##### Available data

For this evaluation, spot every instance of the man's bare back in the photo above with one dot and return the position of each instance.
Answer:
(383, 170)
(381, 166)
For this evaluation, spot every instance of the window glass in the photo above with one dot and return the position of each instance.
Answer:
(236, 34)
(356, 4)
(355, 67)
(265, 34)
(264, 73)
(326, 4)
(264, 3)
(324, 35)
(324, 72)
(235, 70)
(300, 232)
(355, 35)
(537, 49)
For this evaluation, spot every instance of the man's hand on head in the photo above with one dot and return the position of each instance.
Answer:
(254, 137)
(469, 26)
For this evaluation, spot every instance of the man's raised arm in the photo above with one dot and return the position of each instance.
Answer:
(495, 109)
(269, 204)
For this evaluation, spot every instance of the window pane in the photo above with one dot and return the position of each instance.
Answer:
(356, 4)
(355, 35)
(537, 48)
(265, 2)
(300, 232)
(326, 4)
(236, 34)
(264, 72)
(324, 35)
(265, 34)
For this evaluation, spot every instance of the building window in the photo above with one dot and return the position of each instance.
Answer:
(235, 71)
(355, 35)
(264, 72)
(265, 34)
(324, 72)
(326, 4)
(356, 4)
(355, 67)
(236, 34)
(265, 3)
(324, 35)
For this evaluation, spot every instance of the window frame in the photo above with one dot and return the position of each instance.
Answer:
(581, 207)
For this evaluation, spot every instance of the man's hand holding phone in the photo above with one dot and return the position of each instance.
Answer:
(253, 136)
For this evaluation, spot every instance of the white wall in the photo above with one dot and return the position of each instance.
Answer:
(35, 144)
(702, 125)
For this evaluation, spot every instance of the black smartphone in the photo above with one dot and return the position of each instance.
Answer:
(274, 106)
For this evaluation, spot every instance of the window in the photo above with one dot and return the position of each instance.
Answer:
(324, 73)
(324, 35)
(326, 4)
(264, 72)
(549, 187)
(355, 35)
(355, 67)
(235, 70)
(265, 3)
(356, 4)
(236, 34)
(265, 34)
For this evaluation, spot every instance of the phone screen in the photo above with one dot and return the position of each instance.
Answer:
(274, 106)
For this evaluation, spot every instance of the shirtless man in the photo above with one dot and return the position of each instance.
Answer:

##########

Set task: Rewrite all the entries above with "spot" replaced by "mark" wherever it occurs, keeping everything else the same.

Task result:
For this evaluation, mark every instance of the man's bare back in the photo above with one dot and return the position of each instance.
Answer:
(383, 170)
(381, 166)
For this evaluation, mark every instance of the window glass in the photo above with one dot and return the position of each instance.
Answer:
(236, 34)
(356, 4)
(355, 67)
(265, 34)
(264, 73)
(326, 4)
(264, 3)
(324, 35)
(324, 72)
(235, 70)
(300, 232)
(355, 35)
(537, 49)
For this evaluation, mark every instance of the man's hand on head in the photo above with one dot and return the position of each instance.
Answer:
(254, 137)
(469, 26)
For this evaluation, mark every instance of the man's raised arm in the photo above with one dot and return the position of each instance.
Answer:
(495, 109)
(269, 204)
For this evaluation, mark every instance of the window pane in the photo above with one dot and return the position of each instance.
Answer:
(356, 4)
(355, 35)
(537, 48)
(265, 2)
(300, 232)
(326, 4)
(236, 34)
(264, 72)
(324, 35)
(265, 34)
For this evaluation, mark every instance of the building window in the photo above with one dot and return the position of each instance.
Answer:
(235, 71)
(355, 35)
(264, 72)
(265, 34)
(324, 72)
(326, 4)
(356, 4)
(355, 67)
(236, 34)
(265, 3)
(324, 35)
For this evaluation, mark every instance of the window frame in the photo above with one dot and return the position of each instance.
Answer:
(581, 207)
For this evaluation, mark every instance of the man's hand holding phone in the photo above with one dot and return the position of each instance.
Answer:
(253, 136)
For this evaluation, mark every instance of the white wall in the photo above with one dot and return the position of each instance.
Answer:
(35, 144)
(702, 125)
For this evaluation, mark every instance of the black smartphone in the photo above with one dot and return the position of each instance.
Answer:
(274, 106)
For this evaluation, mark every instance of the window in the photo above with one dot and return the position of each instance.
Answer:
(324, 73)
(324, 35)
(326, 4)
(264, 72)
(549, 187)
(355, 35)
(355, 67)
(235, 70)
(265, 3)
(356, 4)
(236, 34)
(265, 34)
For this evaluation, mark every instance of the phone screen in the photo above with one dot and return the position of each instance.
Answer:
(274, 106)
For this evaluation, mark every instance of the shirtless man in the photo above with one dot and return the position of each instance.
Answer:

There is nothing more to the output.